■ **Provided records**:
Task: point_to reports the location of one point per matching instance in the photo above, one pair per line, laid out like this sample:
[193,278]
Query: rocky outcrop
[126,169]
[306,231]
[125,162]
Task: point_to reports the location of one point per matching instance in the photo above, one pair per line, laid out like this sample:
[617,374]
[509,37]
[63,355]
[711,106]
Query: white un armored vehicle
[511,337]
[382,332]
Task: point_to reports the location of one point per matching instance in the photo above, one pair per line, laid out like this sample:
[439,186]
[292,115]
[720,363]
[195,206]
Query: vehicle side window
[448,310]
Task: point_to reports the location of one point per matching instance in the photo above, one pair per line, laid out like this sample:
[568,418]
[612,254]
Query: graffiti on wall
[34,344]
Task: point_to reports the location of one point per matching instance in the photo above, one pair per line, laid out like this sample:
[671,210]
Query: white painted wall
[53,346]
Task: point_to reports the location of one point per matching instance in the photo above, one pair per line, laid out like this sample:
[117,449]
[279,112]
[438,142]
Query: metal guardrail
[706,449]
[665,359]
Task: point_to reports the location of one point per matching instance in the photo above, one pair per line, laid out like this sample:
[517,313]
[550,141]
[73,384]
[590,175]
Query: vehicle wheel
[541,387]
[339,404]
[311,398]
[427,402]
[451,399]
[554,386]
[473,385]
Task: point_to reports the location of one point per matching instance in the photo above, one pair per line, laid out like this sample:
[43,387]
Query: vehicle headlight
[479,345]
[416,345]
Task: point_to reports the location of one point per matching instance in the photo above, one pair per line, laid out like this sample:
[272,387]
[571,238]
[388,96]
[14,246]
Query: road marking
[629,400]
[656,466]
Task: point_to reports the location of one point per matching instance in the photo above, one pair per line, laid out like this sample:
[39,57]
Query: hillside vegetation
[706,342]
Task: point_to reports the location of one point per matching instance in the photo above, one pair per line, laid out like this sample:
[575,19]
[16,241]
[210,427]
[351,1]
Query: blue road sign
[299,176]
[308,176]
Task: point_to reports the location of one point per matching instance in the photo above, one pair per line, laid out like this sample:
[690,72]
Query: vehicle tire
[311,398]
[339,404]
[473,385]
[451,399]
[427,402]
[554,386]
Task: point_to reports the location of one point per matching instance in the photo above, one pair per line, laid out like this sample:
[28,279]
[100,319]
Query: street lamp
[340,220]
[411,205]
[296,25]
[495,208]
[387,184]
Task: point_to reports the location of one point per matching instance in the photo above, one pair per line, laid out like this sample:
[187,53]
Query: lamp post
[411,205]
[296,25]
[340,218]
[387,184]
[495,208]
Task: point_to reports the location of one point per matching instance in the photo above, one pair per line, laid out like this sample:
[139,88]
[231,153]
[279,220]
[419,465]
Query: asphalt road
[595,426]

■ **Directive**:
Repeat the preceding lines exactly, please, every one of them.

■ **Task output**:
Task: point_to reports the location of one point per matching instance in the photo above, one pair per line, laid out like this sample:
[193,278]
Query: rocky outcrop
[126,169]
[306,231]
[125,162]
Task: point_to reports the location of one point per matching instance in the photo above, one pair per line, laid out like this sample:
[617,374]
[509,37]
[63,355]
[711,106]
Query: white un armored vehicle
[511,337]
[382,332]
Task: point_to reports the location of one point per matching instance in the photo above, one pair per line, laid out like this sample:
[439,186]
[292,115]
[720,363]
[195,206]
Query: vehicle side window
[448,310]
Task: point_to reports the location of one point per matching instance in the photo above, one pair per line, laid out like this sample:
[568,418]
[612,254]
Query: graffiti on wall
[34,344]
Task: point_to reports the location of one point per matching instance in the photo above, one pair per line, laid out like this sample:
[671,210]
Query: white painted wall
[53,346]
Task: point_to reports the location of one point per matching instance in the photo above, one pair per line, laid out like this sample:
[117,449]
[279,112]
[438,142]
Query: metal guardrail
[706,449]
[665,359]
Task: point_to reports the location of one point per matching instance in the photo above, one pair per line, laid out like this sample:
[517,313]
[550,141]
[73,384]
[590,175]
Query: vehicle wheel
[541,387]
[339,404]
[311,398]
[427,402]
[451,399]
[554,386]
[473,385]
Task: point_to reports the location of one point per matching instance in the photo above, one pair per line, laid out like this sample:
[43,387]
Query: vehicle headlight
[479,345]
[416,345]
Task: point_to reports the location of one point per matching instance in the photo above, one pair per line, laid out like this sample:
[272,387]
[571,238]
[388,96]
[14,246]
Query: road marking
[629,400]
[656,466]
Task: point_to reports the location of one point per matching instance in the photo above, one pair per line, laid out like this sample:
[39,57]
Query: hillside vegetation
[706,342]
Task: point_to reports the location of one point per matching instance in the photo above, one pair per line, laid out like this sample:
[575,19]
[16,241]
[210,427]
[351,1]
Query: blue road sign
[299,176]
[308,176]
Task: point_to reports the location of one point per matching instance in the photo above, one pair per line, laid out like this sample:
[690,72]
Query: vehicle tire
[311,398]
[339,404]
[473,385]
[451,399]
[427,402]
[554,386]
Task: point_to reports the location of one point per matching instance in the photo above, one pair per line, laid out like this sample:
[28,279]
[100,319]
Query: street lamp
[340,220]
[411,205]
[296,25]
[495,208]
[387,184]
Task: point_to reports the location of one point per matching instance in the photo above, one pair per line, laid out like this sample:
[187,53]
Query: lamp post
[411,205]
[296,25]
[340,218]
[387,184]
[495,208]
Task: point_to reports the location of one point per matching instance in the photo above, one pair per line, laid out like this sample:
[139,88]
[231,153]
[279,220]
[419,465]
Query: asphalt road
[595,426]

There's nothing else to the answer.